:: Фрагмент страницы ::

Мы вышли на улицу и вскрыли ее. Там оказалось молоко.
Больше мы в Кассиопи не были.
Утес, очертаниями откровенно напоминающий корабль, стоит прямо на входе в бухту Палеокастрица.
Можно представить себе, как оцепенели от ужаса родственники, народное вече и сам царь Алкиной с прекрасной Навсикаей, когда корабль с пятьюдесятью добровольцами обратился в камень, не дойдя до гавани пару миль.
В подножиях скал, окружающих бухту, зияют гроты, как раскрытые рты. В одном из них, на стенке, розовой каймой мха отделенной от светящейся голубизны, есть удивительная картина: сталактиты, стекая вниз к воде, застыли в форме изумленного девичьего лица.
— Это икона Навсикаи, — объяснил нам лодочник, путая английские слова, и развернул лодку к выходу из пещеры. — А ведь когда смотришь на нее с моря, даже трудно представить, что можно вплыть туда целиком. — И заглушил мотор.
До этого момента кажется, что не может существовать ничего великолепнее, чем сверкание солнечного света, отраженного в прозрачных водах залива. Но нет! Лазурная струя била со дна пещеры и растекалась пятном, которое, словно флюоресцируя, покачивалось на волне. Наш лодочник вынул из мешка куски булки, с размаху швырнул в лазоревый круг, и тот вдруг зашевелился, забился, как в панике, — это сотни рыбок, таких прозрачных, что хребтинки просвечивали сквозь их маленькие спинки, кинулись за добычей. Они метались, выпрыгивая из воды и взбивая фонтанчики. Волна билась о камни, которые низко нависали над поверхностью воды, и струйками стекала вниз, и они, эти струйки, оставались при этом голубого цвета!

:::

• Письменное задание 1: Перечислите все имена собственные, которые встречаются во фрагменте страницы выше: названия мест и имена персонажей.

:: Исходные записи ::

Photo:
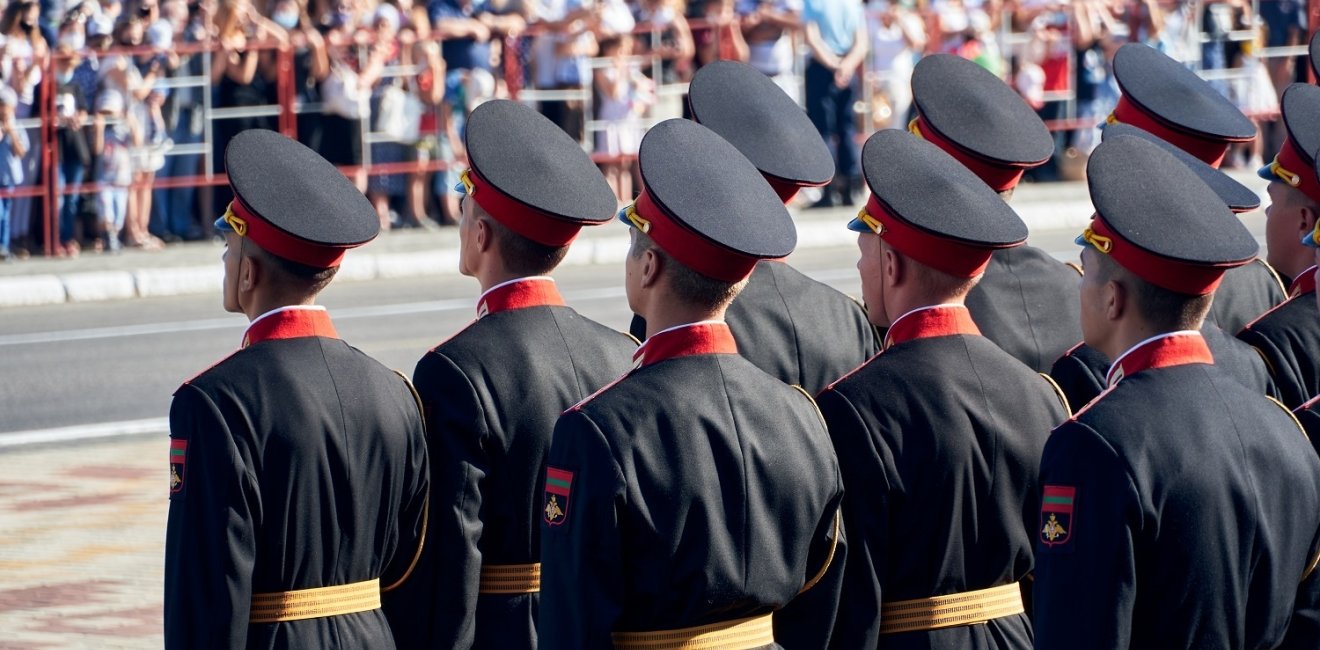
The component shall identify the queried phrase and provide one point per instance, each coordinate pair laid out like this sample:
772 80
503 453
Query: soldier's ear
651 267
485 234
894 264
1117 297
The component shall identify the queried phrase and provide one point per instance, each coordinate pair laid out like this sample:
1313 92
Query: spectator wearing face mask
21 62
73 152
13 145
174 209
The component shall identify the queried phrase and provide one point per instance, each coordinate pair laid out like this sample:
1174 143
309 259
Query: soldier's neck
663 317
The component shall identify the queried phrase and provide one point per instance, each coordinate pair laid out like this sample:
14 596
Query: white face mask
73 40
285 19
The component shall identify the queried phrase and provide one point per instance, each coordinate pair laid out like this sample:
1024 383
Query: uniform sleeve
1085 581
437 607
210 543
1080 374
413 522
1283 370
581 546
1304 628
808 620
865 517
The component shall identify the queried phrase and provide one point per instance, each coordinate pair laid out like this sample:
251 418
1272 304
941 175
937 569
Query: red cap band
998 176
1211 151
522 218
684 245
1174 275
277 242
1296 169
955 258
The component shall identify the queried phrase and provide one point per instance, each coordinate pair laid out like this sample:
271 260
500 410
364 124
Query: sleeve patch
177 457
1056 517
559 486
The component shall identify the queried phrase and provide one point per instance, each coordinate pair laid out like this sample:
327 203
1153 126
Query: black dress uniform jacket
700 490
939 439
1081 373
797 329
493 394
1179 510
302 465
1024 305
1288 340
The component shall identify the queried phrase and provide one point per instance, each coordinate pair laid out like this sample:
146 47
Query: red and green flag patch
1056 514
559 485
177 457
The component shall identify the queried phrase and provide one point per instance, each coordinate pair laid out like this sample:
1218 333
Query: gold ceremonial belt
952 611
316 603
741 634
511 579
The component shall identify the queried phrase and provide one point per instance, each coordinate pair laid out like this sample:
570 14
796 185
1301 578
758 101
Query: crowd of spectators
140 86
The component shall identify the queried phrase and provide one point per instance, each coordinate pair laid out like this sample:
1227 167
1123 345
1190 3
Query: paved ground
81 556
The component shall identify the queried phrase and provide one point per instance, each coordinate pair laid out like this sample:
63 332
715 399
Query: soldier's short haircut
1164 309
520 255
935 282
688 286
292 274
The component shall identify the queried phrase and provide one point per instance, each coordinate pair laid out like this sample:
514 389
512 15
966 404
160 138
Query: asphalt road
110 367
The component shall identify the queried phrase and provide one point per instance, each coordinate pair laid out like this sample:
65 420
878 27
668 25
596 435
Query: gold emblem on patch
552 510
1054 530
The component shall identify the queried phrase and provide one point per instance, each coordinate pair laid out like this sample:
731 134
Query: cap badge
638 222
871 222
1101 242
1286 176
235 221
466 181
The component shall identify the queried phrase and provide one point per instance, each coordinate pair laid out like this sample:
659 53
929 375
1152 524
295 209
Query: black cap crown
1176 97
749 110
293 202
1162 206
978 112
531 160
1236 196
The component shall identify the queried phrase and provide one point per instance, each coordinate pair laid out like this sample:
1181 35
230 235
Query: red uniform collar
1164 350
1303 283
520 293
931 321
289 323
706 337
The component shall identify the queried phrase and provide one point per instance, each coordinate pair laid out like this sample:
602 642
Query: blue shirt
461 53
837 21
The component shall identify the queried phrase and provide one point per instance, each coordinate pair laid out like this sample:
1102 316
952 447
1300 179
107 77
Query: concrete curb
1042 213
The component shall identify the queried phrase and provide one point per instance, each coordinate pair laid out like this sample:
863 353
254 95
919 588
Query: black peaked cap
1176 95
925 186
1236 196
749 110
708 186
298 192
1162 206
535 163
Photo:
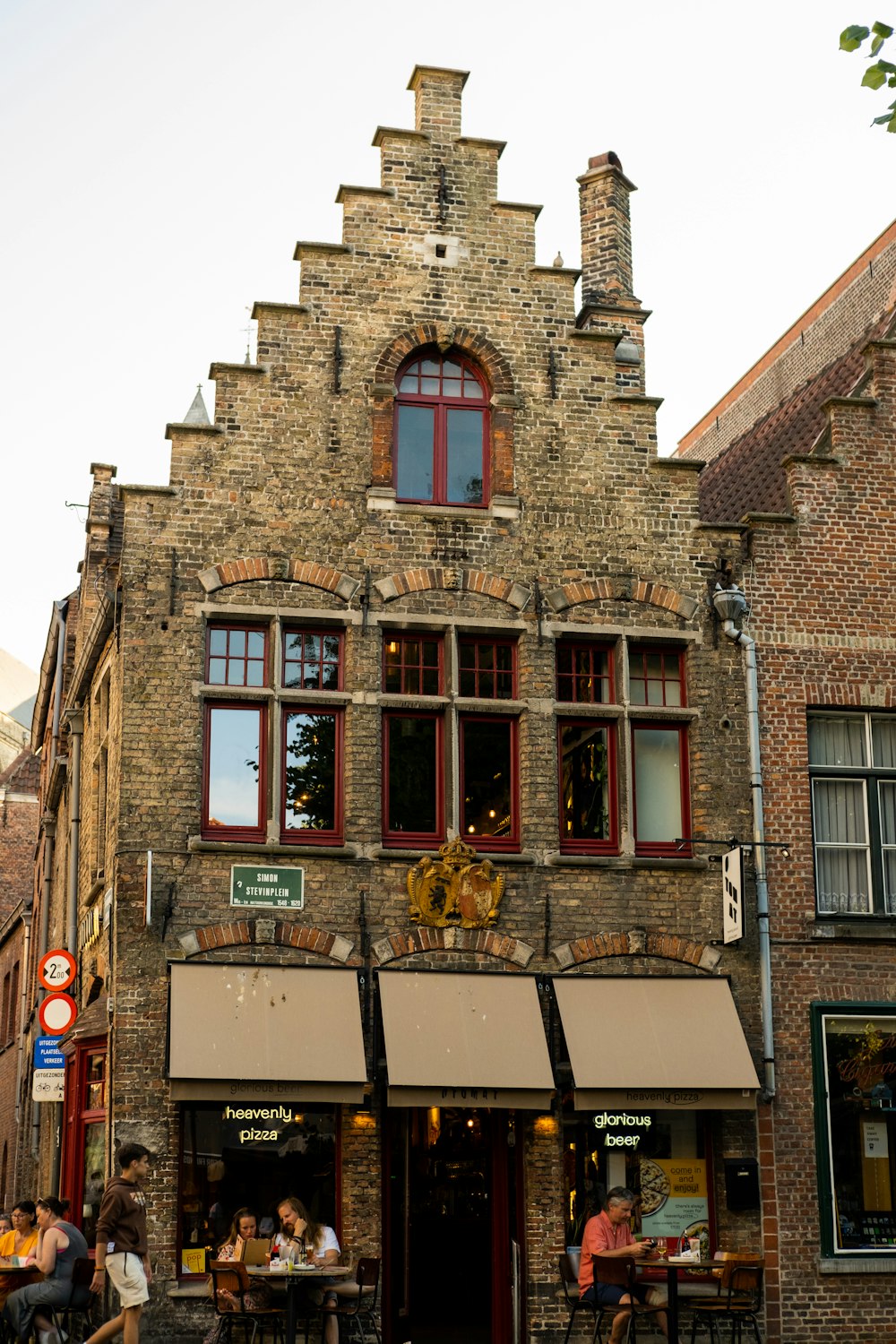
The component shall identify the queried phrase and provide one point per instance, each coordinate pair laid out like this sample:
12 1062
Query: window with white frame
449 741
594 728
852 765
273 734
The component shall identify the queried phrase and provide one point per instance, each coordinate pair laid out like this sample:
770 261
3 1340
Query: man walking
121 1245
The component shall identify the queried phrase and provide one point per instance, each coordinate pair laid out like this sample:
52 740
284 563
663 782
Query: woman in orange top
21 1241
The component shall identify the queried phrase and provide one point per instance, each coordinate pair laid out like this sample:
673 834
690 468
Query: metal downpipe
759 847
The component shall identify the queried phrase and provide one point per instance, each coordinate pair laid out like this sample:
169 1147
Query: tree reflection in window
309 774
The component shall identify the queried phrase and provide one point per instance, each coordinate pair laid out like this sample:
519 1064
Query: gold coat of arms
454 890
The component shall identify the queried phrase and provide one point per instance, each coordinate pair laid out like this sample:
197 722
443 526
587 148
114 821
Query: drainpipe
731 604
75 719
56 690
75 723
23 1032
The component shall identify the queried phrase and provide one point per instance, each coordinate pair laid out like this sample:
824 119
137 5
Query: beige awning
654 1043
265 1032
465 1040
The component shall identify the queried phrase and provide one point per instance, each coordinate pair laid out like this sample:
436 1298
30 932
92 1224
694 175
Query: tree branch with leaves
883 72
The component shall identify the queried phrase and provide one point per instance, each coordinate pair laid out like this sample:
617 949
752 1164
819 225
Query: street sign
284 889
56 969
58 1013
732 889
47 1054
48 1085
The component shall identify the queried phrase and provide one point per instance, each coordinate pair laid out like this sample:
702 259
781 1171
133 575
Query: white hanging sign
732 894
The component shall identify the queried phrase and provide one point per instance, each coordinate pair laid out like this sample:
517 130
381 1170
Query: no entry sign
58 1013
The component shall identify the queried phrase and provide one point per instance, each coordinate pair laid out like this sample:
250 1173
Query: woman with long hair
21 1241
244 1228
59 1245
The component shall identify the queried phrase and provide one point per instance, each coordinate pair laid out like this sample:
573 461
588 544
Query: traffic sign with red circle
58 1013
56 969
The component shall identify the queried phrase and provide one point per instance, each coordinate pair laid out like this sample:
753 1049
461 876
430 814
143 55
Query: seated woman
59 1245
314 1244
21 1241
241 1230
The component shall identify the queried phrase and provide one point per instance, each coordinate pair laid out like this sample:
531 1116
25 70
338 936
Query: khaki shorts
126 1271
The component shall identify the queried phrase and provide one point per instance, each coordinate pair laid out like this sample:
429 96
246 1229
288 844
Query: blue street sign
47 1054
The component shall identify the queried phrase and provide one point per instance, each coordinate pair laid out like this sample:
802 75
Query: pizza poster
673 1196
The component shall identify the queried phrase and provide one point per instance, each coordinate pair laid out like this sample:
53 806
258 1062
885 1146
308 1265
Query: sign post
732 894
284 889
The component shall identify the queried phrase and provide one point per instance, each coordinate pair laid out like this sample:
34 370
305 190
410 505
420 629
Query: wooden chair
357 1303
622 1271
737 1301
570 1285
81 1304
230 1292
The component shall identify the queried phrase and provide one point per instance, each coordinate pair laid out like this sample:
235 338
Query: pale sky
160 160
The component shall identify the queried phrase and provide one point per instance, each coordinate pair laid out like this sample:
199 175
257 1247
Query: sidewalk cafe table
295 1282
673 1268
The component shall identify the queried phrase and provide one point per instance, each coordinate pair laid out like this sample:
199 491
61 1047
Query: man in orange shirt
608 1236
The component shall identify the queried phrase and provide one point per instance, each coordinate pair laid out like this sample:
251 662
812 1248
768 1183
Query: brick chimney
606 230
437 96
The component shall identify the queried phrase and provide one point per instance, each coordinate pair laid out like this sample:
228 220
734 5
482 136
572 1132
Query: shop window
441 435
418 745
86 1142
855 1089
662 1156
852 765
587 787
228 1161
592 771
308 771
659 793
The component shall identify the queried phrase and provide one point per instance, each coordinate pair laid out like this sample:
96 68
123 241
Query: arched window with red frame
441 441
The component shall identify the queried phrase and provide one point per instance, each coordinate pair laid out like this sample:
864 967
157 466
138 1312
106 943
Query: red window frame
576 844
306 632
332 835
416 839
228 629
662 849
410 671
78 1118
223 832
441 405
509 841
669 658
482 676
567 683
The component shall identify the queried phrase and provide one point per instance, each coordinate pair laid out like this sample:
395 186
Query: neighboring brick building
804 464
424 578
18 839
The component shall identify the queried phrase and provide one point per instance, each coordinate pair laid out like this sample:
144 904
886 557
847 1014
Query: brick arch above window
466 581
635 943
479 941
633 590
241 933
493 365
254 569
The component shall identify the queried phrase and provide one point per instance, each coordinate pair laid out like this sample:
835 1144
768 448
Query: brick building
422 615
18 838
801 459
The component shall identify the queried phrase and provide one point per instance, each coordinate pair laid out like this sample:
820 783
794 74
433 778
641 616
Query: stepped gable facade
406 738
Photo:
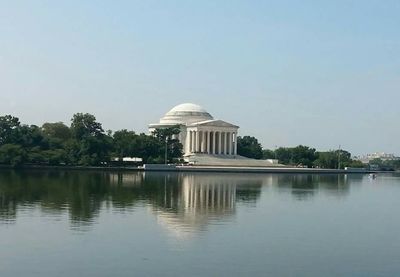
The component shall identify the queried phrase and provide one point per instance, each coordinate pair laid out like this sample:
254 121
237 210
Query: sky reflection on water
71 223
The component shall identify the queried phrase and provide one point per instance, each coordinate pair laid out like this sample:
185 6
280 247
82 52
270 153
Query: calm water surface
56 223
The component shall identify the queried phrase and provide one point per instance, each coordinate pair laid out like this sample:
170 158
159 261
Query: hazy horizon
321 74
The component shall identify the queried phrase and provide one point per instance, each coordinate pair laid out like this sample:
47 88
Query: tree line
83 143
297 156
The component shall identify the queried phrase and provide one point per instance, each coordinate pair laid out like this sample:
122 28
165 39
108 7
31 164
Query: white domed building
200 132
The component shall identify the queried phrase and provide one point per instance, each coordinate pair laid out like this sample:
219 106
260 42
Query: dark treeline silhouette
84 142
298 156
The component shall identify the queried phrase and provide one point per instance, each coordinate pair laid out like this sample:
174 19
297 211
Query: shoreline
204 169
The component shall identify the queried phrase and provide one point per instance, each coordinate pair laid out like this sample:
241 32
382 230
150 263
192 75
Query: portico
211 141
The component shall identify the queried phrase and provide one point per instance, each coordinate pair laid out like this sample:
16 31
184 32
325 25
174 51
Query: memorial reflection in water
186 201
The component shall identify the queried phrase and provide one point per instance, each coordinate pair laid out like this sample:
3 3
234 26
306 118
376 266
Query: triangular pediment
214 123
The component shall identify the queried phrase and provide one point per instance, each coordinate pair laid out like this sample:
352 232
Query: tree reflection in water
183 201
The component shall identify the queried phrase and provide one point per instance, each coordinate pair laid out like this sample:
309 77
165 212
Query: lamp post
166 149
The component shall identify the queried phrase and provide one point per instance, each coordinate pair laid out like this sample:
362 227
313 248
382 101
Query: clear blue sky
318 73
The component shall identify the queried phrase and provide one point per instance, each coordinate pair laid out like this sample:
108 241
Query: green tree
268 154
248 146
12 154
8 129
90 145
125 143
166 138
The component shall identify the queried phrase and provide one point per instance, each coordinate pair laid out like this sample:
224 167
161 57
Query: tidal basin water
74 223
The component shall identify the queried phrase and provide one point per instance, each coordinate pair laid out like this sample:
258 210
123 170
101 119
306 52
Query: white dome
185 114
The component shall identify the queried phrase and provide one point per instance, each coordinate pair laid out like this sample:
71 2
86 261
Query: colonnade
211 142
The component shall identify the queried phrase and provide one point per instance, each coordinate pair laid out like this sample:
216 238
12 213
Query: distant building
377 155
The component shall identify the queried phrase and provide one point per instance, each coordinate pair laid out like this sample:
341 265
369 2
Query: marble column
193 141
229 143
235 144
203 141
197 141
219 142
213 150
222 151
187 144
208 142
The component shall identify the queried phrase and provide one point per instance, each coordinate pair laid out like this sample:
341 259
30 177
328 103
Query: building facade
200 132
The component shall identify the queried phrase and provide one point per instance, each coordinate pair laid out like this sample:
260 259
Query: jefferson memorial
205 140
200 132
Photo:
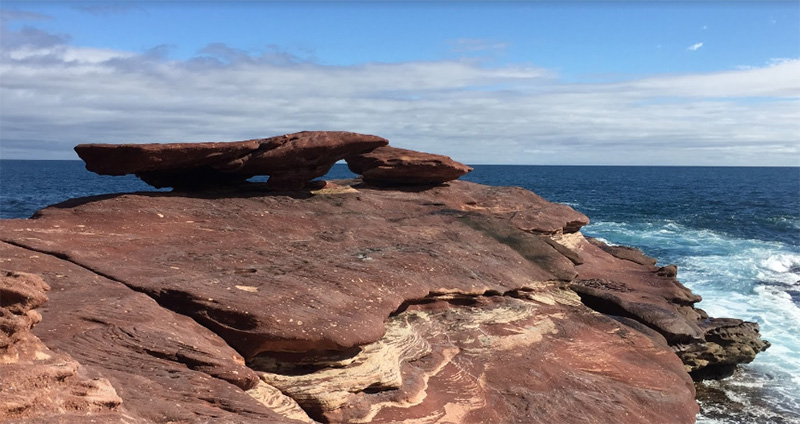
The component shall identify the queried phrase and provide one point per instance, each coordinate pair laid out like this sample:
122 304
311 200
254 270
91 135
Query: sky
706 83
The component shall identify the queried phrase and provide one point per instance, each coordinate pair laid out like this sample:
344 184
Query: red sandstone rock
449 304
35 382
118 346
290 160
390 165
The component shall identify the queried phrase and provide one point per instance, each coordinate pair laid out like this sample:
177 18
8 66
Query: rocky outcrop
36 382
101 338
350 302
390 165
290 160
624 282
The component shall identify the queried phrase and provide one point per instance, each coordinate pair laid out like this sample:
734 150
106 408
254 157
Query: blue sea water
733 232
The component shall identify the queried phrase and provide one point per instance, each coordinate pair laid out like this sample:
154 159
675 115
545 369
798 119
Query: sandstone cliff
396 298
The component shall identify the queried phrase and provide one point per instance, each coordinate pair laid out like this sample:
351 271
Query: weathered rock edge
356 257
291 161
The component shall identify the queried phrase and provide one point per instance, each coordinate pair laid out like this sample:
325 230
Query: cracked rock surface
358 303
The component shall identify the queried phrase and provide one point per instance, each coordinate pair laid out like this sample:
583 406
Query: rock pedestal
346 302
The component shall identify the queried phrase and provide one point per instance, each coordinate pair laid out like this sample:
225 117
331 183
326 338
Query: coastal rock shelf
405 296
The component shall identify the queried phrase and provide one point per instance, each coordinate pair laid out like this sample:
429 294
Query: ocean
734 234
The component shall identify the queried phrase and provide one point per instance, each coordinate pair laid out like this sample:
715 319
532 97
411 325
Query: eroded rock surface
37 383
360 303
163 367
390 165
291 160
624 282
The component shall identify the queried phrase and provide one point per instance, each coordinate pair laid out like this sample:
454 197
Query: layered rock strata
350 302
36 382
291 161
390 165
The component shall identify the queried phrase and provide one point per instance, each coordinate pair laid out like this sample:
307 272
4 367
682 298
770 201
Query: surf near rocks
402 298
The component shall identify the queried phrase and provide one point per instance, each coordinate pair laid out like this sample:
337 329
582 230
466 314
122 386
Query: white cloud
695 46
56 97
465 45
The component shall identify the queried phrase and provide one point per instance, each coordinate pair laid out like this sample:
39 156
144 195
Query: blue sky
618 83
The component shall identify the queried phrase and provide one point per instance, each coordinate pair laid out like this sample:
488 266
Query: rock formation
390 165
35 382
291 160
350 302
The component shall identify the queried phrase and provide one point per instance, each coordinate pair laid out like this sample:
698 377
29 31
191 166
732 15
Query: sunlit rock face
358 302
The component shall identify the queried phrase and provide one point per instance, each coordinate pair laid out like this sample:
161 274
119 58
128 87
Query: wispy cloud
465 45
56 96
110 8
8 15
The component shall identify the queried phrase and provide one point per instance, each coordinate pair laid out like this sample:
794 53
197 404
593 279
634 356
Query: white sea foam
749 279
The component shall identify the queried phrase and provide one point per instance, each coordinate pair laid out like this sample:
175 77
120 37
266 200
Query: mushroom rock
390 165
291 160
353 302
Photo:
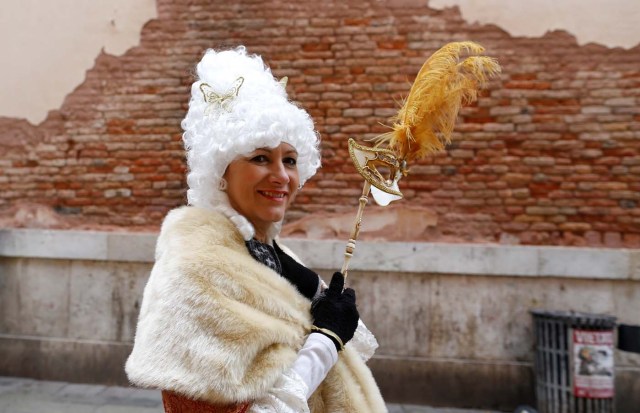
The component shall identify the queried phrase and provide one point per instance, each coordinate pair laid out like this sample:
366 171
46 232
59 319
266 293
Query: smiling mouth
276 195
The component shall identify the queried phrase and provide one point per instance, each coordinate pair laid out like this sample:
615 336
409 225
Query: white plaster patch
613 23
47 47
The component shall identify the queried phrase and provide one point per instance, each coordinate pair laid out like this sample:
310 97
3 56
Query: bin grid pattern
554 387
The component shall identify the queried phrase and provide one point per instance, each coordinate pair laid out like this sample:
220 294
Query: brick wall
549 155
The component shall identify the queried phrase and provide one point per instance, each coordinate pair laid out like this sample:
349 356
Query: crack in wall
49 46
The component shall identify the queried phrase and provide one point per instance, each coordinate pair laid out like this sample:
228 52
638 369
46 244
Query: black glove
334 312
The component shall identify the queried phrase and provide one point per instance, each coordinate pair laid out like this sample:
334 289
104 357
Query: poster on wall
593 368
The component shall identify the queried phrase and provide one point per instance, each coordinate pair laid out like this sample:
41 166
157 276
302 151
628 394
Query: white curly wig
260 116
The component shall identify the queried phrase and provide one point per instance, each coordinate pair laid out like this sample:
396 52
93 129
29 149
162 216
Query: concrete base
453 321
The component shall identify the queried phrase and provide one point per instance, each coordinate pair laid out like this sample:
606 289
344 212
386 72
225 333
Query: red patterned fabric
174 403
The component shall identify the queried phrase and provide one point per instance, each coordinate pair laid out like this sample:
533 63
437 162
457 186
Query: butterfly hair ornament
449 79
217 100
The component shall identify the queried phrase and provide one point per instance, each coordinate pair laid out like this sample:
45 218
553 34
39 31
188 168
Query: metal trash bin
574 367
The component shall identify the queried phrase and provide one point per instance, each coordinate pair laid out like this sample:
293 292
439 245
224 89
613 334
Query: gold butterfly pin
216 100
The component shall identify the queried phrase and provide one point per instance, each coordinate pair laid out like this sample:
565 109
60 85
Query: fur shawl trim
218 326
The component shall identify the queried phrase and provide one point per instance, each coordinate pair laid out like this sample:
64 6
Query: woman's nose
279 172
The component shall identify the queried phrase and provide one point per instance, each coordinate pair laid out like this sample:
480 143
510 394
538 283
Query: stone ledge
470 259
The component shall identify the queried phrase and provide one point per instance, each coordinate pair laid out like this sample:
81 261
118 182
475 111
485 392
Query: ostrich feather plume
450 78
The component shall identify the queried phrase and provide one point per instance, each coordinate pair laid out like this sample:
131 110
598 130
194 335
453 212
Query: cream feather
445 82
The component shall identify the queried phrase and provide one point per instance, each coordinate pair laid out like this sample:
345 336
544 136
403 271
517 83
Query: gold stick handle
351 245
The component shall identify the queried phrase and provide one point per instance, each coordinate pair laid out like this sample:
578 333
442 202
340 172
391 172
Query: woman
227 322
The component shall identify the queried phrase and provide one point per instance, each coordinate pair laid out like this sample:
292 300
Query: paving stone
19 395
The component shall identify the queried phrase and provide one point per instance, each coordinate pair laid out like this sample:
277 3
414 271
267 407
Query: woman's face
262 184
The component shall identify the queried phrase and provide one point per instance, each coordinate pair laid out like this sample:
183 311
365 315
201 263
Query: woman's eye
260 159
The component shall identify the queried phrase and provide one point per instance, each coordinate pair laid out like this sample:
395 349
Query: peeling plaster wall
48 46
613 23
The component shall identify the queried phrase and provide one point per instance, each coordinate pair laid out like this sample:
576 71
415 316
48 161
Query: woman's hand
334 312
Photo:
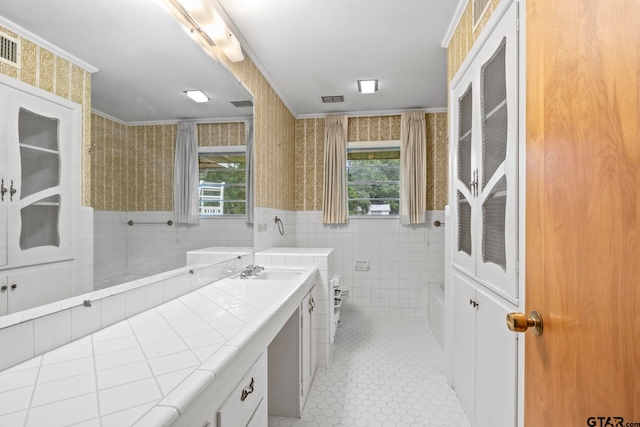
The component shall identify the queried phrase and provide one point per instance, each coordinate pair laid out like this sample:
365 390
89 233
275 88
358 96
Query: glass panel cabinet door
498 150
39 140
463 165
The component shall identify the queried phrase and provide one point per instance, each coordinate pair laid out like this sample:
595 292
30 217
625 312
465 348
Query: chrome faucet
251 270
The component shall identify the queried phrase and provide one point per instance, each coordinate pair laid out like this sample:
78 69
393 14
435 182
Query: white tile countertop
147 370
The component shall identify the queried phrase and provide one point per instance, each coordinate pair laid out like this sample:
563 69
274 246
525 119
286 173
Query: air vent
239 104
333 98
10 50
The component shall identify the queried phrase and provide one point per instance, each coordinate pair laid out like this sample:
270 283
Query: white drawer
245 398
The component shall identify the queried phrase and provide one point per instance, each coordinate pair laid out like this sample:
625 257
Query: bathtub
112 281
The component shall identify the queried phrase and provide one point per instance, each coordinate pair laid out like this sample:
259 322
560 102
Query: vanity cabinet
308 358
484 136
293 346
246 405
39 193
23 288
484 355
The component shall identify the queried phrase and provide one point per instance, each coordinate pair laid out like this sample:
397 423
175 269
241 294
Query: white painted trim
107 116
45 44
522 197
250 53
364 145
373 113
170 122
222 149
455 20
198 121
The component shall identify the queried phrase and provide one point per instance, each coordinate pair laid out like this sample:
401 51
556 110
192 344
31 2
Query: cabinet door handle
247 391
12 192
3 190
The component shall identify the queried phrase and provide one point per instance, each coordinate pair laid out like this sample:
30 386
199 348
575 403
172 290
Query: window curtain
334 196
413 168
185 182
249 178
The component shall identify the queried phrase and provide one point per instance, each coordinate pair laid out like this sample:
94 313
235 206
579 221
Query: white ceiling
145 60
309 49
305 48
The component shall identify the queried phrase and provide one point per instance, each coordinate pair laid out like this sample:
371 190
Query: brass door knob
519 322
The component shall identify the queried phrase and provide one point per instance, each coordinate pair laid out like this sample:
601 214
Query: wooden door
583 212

:::

• Письменное задание 2: Приведите каждую строку записей, в которой есть слово «sandstone», с учетом регистра букв.

• Ответ на задание 1: Кассиопи, Палеокастрица, Алкиной, Навсикая

• Ответ на задание 2:
Query: red sandstone rock
Query: sandstone cliff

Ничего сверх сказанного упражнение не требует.